[Saved entries]
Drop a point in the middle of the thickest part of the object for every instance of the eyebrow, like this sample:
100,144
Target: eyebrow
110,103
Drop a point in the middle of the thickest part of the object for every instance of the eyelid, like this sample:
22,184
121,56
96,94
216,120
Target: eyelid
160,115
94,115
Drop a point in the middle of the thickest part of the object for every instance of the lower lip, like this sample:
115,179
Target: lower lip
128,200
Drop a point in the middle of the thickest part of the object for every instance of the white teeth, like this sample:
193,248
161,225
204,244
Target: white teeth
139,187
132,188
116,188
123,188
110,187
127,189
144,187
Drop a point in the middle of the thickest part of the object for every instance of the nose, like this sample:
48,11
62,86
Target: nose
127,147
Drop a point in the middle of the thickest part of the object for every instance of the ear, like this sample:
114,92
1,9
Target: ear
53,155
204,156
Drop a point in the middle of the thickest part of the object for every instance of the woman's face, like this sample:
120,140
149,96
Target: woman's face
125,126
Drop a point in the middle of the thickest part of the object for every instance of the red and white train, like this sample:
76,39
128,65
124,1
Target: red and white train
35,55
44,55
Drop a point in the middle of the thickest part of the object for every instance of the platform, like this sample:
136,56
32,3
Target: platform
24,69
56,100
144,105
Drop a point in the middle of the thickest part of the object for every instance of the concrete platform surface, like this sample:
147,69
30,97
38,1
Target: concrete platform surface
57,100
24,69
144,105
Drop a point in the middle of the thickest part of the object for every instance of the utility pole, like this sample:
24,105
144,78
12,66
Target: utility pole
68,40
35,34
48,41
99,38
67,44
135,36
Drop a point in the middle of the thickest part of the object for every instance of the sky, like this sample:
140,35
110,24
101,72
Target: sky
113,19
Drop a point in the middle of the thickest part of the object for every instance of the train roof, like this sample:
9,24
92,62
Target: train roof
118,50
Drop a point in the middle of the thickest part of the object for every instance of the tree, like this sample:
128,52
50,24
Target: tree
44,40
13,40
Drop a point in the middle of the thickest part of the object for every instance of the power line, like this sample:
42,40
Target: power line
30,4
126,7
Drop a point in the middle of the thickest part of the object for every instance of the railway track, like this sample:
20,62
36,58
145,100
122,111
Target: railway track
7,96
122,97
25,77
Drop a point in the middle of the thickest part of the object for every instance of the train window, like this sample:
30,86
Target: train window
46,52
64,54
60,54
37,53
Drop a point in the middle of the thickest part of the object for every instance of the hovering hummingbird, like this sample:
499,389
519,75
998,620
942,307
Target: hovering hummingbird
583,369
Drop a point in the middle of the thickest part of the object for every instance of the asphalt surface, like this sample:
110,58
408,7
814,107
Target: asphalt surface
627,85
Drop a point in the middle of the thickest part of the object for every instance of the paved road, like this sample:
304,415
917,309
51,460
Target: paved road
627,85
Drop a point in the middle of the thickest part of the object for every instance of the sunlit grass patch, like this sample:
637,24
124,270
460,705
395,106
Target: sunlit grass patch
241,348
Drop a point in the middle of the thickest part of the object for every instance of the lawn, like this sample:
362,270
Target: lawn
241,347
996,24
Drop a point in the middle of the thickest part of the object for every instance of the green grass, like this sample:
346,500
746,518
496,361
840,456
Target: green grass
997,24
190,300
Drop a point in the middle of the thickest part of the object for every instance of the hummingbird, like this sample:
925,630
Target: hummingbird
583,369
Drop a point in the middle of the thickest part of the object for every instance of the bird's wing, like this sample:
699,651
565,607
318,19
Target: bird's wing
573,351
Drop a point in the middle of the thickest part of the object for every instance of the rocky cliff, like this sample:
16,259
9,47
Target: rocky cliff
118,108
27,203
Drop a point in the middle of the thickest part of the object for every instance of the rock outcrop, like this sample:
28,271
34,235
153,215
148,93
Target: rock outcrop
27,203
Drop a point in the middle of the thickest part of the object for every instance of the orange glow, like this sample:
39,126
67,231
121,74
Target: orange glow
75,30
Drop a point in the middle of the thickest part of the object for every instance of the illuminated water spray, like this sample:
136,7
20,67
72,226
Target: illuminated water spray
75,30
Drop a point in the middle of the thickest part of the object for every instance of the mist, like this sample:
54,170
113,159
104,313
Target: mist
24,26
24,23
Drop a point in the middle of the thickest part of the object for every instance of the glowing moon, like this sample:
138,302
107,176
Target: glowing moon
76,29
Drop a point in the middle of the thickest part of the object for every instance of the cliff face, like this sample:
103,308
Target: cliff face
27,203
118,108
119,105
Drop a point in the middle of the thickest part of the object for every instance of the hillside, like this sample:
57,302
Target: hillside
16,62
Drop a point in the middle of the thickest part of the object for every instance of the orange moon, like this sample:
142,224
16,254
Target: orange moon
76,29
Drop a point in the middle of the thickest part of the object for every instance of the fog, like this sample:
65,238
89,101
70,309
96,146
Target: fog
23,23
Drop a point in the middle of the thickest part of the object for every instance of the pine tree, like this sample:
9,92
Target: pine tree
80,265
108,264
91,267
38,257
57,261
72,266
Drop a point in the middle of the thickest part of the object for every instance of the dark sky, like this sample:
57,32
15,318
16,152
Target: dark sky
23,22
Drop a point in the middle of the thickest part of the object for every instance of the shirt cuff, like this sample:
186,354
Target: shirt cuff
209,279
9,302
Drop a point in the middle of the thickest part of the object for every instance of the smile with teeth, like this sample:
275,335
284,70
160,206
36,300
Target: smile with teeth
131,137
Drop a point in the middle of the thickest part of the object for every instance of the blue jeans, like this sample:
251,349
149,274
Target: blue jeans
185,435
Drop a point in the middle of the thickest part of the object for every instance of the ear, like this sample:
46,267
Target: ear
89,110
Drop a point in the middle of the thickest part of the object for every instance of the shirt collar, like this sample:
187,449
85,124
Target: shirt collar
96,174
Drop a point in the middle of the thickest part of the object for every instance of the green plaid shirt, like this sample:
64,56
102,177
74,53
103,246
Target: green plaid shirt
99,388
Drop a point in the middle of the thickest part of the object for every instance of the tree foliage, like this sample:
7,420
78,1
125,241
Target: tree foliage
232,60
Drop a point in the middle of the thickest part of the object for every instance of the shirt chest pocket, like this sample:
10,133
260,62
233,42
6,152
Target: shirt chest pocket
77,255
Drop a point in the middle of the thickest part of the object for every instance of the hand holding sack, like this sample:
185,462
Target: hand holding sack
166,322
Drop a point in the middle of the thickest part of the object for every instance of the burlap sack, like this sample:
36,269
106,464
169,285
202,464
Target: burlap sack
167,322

> **Written exercise**: Every entry needs to be retyped exactly.

> **Output for this exercise**:
Drop a point in the middle of the thickest part of the object for every instance of the eyebrow, like this sample:
100,144
Target: eyebrow
110,103
Drop a point in the middle of the thickest part of the object for every instance of the eyelid, like this sample:
22,184
121,56
96,94
216,120
Target: eyelid
160,115
94,115
Drop a point in the middle of the thickest part of the object for every instance of the lower lip, like this sample:
115,179
Target: lower lip
128,200
Drop a point in the middle of the thickest part of the object for every instance of the white teeth, like this sample:
193,248
161,225
204,244
Target: white teeth
139,187
132,188
116,188
123,188
110,187
127,189
144,187
Drop a point in the middle of the thickest part of the object for every instance of the nose, like this sample:
48,11
62,86
Target: nose
127,147
Drop a point in the middle of the thickest part of the object for every instance of the ear, like this sample:
114,92
1,9
Target: ear
53,155
204,156
Drop a point in the middle of the thickest part of the object for every instance of the woman's face, like this sample:
120,140
149,96
Target: woman's face
125,126
Drop a point in the middle of the thickest part of the object for every instance of the red and white train, like this sample:
76,39
128,65
124,1
Target: red and white train
35,55
44,55
Drop a point in the middle of the thickest part of the object for every instance of the platform, like this sample:
136,56
32,3
Target: platform
24,69
56,100
144,105
Drop a point in the middle of the thickest part of the object for every instance of the concrete platform surface, like this sample:
147,69
30,97
38,1
Target: concrete platform surface
57,100
24,69
144,105
Drop a point in the middle of the thickest part of the object for every instance of the utility pole, like this sample:
24,105
144,78
12,66
Target: utility pole
68,40
35,34
48,41
99,38
67,44
135,36
Drop a point in the middle of the thickest part of the object for every instance of the sky, like this sample:
140,35
110,24
101,72
Target: sky
113,19
Drop a point in the middle of the thickest part of the object for every instance of the train roof, like this sample:
9,24
92,62
Target: train roof
118,50
Drop a point in the middle of the thickest part of the object for every instance of the tree, like this sample:
128,52
50,24
Target: tree
44,40
13,40
Drop a point in the middle of the thickest part of the object for every instance of the power line, like this sample:
42,40
Target: power line
30,4
126,7
Drop a point in the middle of the thickest part of the object for every instance of the railway track, like this sample:
20,62
36,58
145,100
122,111
Target: railway track
7,96
122,97
25,77
Drop a point in the middle of the thickest part of the object for every instance of the train window, like this sample:
30,86
Target: train window
46,52
64,54
60,54
37,53
Drop a point in the middle of the thickest part of the object for every instance of the hovering hummingbird, like this sample:
499,389
519,75
998,620
942,307
Target: hovering hummingbird
583,369
Drop a point in the middle of the thickest part of the object for every instance of the asphalt surface, like this sample:
110,58
408,7
814,107
Target: asphalt surface
627,85
Drop a point in the middle of the thickest part of the object for every instance of the paved road, like this sample:
304,415
917,309
51,460
Target: paved road
627,85
Drop a point in the middle of the thickest part of the object for every instance of the sunlit grass patch, like this sample:
637,24
124,270
460,705
395,106
Target: sunlit grass patch
241,348
Drop a point in the middle of the thickest part of the object for every instance of the lawn, like this sample:
362,270
Target: lawn
241,347
996,24
Drop a point in the middle of the thickest part of the object for every instance of the green grass, like this sample:
346,500
746,518
496,361
840,456
Target: green grass
997,24
190,300
Drop a point in the middle of the thickest part of the object for every instance of the hummingbird, like this sample:
925,630
Target: hummingbird
583,369
Drop a point in the middle of the thickest part of the object for every instance of the bird's wing, like this sample:
699,651
565,607
318,19
Target: bird's wing
573,351
Drop a point in the middle of the thickest part of the object for every instance of the rocky cliff, like this sample:
16,259
9,47
Target: rocky cliff
118,108
27,203
Drop a point in the middle of the thickest part of the object for every instance of the rock outcrop, like this sample:
28,271
34,235
153,215
148,93
Target: rock outcrop
27,203
Drop a point in the middle of the thickest part of the object for every instance of the orange glow, like this sample:
39,126
67,231
121,74
Target: orange glow
75,30
Drop a point in the middle of the thickest part of the object for every instance of the illuminated water spray, like this sample:
136,7
20,67
72,226
Target: illuminated water spray
75,30
Drop a point in the middle of the thickest part of the object for every instance of the mist, like this sample:
54,170
113,159
104,313
Target: mist
24,26
24,23
Drop a point in the middle of the thickest part of the object for every instance of the glowing moon, like this sample:
138,302
107,176
Target: glowing moon
76,29
Drop a point in the middle of the thickest part of the object for every instance of the cliff face, like this sample:
103,308
Target: cliff face
27,203
118,108
119,105
Drop a point in the middle of the thickest part of the object for every instance of the hillside, like this sample:
57,302
Target: hillside
16,62
Drop a point in the middle of the thickest part of the object for every instance of the orange moon, like this sample:
142,224
16,254
Target: orange moon
76,29
Drop a point in the middle of the thickest part of the object for every instance of the fog, like this sample:
65,238
89,101
70,309
96,146
Target: fog
23,23
Drop a point in the middle of the thickest part of the object for every instance of the pine tree, like this sample:
9,92
Target: pine tree
80,265
108,264
91,267
38,257
57,261
72,266
Drop a point in the middle of the thickest part of the object for every instance of the dark sky, like this sample:
57,32
15,318
16,152
Target: dark sky
23,22
Drop a point in the middle of the thickest part of the object for every instance of the shirt cuff, like this sample:
186,354
Target: shirt cuff
209,279
9,302
Drop a point in the middle of the thickest part of the object for every instance of the smile with teeth, like this sample:
275,335
284,70
160,206
36,300
Target: smile with teeth
131,137
Drop a point in the middle of the thickest part of the object for every instance of the blue jeans, like this sample:
251,349
149,274
Target: blue jeans
185,435
Drop a point in the middle of the thickest part of the object for every instance of the ear, like this sample:
46,267
Target: ear
89,110
Drop a point in the middle of the thickest part of the object for every instance of the shirt collar, like this sample:
187,449
85,124
Target: shirt collar
96,174
Drop a point in the middle of the thickest part of the object for every instance of the green plaid shirt, like this sample:
64,56
102,177
74,53
103,246
Target: green plaid shirt
99,388
Drop a point in the middle of the thickest part of the object for every instance of the tree foliage, like this sample:
7,420
78,1
125,241
Target: tree foliage
232,60
Drop a point in the middle of the thickest part of the object for every instance of the shirt chest pocket, like this sample:
10,133
260,62
233,42
6,152
Target: shirt chest pocket
77,255
Drop a point in the middle of the thickest part of the object for every instance of the hand holding sack, like this sample:
185,462
Target: hand holding sack
166,322
Drop a point in the middle of the thickest part of the object for every instance of the burlap sack, like this sample:
36,269
106,464
169,285
202,464
Target: burlap sack
167,322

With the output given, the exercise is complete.